» **WORK TASK**: An exact copy of all the entries is what is needed here.

** Opening SOURCE MATERIAL block **

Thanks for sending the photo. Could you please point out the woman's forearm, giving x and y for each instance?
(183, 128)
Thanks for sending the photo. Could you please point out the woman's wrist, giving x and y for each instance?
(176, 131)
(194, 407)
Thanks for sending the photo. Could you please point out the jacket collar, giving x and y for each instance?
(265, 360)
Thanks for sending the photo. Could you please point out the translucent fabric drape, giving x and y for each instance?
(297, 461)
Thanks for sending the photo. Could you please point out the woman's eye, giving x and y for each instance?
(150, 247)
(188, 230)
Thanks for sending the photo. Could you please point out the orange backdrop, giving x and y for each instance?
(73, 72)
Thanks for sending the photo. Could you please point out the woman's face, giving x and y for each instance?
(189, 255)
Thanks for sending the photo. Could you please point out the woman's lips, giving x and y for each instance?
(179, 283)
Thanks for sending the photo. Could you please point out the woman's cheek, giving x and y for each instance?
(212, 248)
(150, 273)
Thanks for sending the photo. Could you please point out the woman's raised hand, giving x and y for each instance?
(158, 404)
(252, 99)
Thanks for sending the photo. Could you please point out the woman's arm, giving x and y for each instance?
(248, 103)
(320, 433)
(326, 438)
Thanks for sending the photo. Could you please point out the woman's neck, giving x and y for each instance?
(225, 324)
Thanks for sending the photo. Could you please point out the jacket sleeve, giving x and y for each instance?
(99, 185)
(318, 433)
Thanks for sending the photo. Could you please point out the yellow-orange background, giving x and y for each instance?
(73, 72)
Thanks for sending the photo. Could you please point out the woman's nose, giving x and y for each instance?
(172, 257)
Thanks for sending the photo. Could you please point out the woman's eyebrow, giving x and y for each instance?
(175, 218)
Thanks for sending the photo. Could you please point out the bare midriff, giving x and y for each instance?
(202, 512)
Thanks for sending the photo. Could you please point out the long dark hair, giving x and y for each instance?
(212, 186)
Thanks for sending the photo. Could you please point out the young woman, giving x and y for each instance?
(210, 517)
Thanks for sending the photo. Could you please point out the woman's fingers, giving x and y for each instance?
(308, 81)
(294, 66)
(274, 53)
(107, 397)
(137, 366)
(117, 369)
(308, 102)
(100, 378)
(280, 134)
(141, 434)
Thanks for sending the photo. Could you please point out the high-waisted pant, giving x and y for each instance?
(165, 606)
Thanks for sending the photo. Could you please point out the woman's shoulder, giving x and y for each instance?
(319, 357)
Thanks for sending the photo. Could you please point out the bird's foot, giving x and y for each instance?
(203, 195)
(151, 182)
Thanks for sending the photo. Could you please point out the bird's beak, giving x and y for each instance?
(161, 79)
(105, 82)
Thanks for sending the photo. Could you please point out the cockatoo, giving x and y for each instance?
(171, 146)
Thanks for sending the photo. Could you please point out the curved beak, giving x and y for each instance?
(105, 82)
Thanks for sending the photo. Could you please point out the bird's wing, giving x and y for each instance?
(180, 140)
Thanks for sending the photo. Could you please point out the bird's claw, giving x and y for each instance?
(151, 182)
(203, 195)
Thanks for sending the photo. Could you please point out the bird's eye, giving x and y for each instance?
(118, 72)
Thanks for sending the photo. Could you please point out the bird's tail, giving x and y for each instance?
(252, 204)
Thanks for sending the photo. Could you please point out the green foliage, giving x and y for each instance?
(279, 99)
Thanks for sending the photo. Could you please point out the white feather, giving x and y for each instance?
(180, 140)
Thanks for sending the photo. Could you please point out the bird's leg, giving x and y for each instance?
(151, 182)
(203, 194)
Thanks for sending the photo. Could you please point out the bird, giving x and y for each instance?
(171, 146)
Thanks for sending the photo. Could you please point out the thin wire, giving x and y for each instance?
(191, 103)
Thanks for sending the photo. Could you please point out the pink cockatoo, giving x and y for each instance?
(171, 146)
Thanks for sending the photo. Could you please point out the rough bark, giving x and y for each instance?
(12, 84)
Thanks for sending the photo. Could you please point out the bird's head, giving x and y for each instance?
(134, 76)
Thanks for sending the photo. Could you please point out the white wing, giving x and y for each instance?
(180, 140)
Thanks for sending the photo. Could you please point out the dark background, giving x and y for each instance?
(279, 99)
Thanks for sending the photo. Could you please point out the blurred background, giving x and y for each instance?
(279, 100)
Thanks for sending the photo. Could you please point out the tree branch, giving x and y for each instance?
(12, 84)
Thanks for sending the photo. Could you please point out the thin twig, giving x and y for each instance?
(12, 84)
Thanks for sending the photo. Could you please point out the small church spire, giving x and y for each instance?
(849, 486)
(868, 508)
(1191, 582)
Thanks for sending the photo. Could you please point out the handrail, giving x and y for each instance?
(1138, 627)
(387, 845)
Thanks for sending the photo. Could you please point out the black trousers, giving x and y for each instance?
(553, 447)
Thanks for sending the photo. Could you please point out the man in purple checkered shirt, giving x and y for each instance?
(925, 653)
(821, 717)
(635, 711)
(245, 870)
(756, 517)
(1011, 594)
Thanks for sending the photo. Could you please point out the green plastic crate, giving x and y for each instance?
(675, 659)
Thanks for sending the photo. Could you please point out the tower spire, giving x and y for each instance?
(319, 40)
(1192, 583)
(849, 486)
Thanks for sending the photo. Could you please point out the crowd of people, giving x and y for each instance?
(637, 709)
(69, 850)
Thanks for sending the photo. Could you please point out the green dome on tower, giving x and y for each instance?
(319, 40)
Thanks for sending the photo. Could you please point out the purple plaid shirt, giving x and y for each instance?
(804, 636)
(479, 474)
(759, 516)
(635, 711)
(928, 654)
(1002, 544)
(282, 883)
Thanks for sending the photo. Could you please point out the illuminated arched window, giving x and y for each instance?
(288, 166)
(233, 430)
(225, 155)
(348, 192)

** Closing SOURCE MATERIAL block **

» **OUTPUT OF THE TASK**:
Thanks for sending the photo. Could you please point out the woman's forearm, giving x and y for each instance?
(183, 128)
Thanks for sending the photo. Could you please point out the woman's wrist, giving x and y for each instance?
(176, 131)
(194, 407)
Thanks for sending the photo. Could you please point out the jacket collar, giving x and y for each instance?
(265, 360)
Thanks for sending the photo. Could you please point out the translucent fabric drape, giving x and y for each instance?
(297, 461)
Thanks for sending the photo. Could you please point out the woman's eye, giving x and y for each instance?
(150, 247)
(188, 230)
Thanks for sending the photo. Could you please point out the orange backdrop, giving x and y for each instance?
(73, 72)
Thanks for sending the photo. Could you please point out the woman's face, giving x and y for each instance?
(189, 255)
Thanks for sending the photo. Could you please point out the woman's lips, giving x and y for each instance?
(179, 283)
Thanks for sending the photo. Could you please point out the woman's cheek, giving x and y for each instance?
(212, 248)
(150, 273)
Thanks for sending the photo. Could you please point out the woman's raised hand, giving x and y for each instance?
(158, 404)
(252, 99)
Thanks for sending the photo. Could you please point out the woman's arm, giving x and y for each instance?
(248, 103)
(320, 433)
(326, 438)
Thanks for sending the photo. Could you please point out the woman's neck, giving x and y for each instance?
(225, 324)
Thanks for sending the photo. Could you please point out the jacket sleeve, giving x and y for each instance?
(99, 185)
(318, 433)
Thanks for sending the photo. Could you please point out the yellow-orange background, giving x and y for each instance?
(73, 72)
Thanks for sending the photo. Could you please point out the woman's nose, giving x and y for each instance?
(172, 257)
Thanks for sending the photo. Could you please point out the woman's eyebrow, giving x and y for each instance?
(175, 218)
Thanks for sending the photo. Could you please point out the bare midriff, giving x and y for each instance?
(202, 512)
Thanks for sending the photo. Could you please point out the long dark hair, giving x and y for each instance?
(212, 186)
Thanks for sending the photo. Could you please point out the young woman, giving x and y for each instance?
(210, 517)
Thanks for sending the photo. Could you please point out the woman's fingers, giving x and y for each instance?
(308, 81)
(294, 66)
(274, 53)
(107, 397)
(137, 366)
(117, 369)
(308, 102)
(100, 378)
(280, 134)
(141, 434)
Thanks for sending the photo. Could you please point out the high-waisted pant, giving x and y for each instance?
(165, 606)
Thanks for sending the photo. Could you please point out the woman's shoulder, giving x and y for each instance?
(319, 357)
Thanks for sending the photo. Could you please point out the bird's foot, giving x and y for each instance?
(203, 195)
(151, 182)
Thanks for sending the photo. Could you please point out the bird's beak, giving x and y for each instance?
(161, 79)
(105, 82)
Thanks for sending the photo. Could you please point out the cockatoo, giving x and y for each instance?
(171, 146)
Thanks for sending the photo. Could you please point out the curved beak, giving x and y for each instance?
(105, 82)
Thanks for sending the photo. Could you please point out the bird's wing, giving x and y for each instance?
(180, 140)
Thanks for sending the photo. Could you please point out the bird's claw, giving x and y for each instance?
(151, 182)
(203, 195)
Thanks for sending the photo. Could you please point out the bird's eye, giving x and y for each instance?
(118, 72)
Thanks for sending the photo. Could you please point out the bird's tail, giving x and y for each instance?
(252, 204)
Thanks for sending the photo. Could you please point out the green foliage, giving x and y for each instance?
(279, 99)
Thanks for sending the photo. Could you please point out the white feather, giving x and y for each instance?
(180, 140)
Thanks for sending the photo. Could you please point out the bird's leg, giving x and y for each instance?
(151, 182)
(203, 194)
Thanks for sending the photo. Could you please point out the bird, giving x and y for each instance?
(171, 146)
Thanks for sending the photo. Could you please point out the thin wire, giving x and y for each instance?
(191, 103)
Thanks for sending the photo. Could you please point out the pink cockatoo, giving x and y for each instance?
(171, 146)
Thanks for sending the photo. Could you please point out the rough bark, giving x and y for each instance?
(12, 84)
Thanks for sending the photo. Could you please point out the bird's head, giving x and y for each instance?
(134, 76)
Thanks for sending the photo. Could you please point out the white wing, giving x and y for each instance?
(180, 140)
Thanks for sending the photo. Could you please point out the dark background, giving x and y for each instance?
(279, 99)
Thanks for sending the photo. Could you please point out the blurred background, giving x and y for each instance?
(279, 100)
Thanks for sending the photo. Could you please point out the tree branch, giving x and y for each instance?
(12, 84)
Thanks for sending the photo. Could you please point out the thin twig, giving x and y for each instance?
(12, 84)
Thanks for sending the photo. Could you please point out the small church spire, giving x and y for each instance?
(849, 486)
(868, 508)
(1191, 582)
Thanks for sending the photo. Could you please point out the handrail, giving x and y for each instance?
(1138, 627)
(387, 845)
Thanks for sending the photo. Could you please point out the black trousers, giving x and y for each instance?
(553, 447)
Thanks for sending the photo. Could you please point out the man in purple checkered shirt, giving x and y for each instance?
(925, 653)
(821, 717)
(635, 711)
(245, 870)
(756, 517)
(1011, 594)
Thanks for sending the photo. Could you please point out the green plastic crate, giving x and y for each instance?
(675, 659)
Thanks for sending the photo. Could you please point out the tower spire, giving x and y for each instance?
(319, 40)
(1192, 583)
(849, 486)
Thanks for sending the photo. Could you please point out the crowd of people, giving x and y for each instance?
(637, 709)
(69, 850)
Thanks for sending the photo. Could you please point out the green dome on tower, giving x and y for each instance?
(319, 40)
Thanks for sending the photo. Could you please point out the purple plaid shirt, giving x and y for each instance?
(804, 636)
(479, 474)
(759, 516)
(635, 711)
(928, 654)
(1002, 544)
(282, 883)
Thanks for sending the photo. Could you please point out the illuminated arched window, giving x and y for each instance?
(288, 166)
(233, 430)
(225, 155)
(348, 192)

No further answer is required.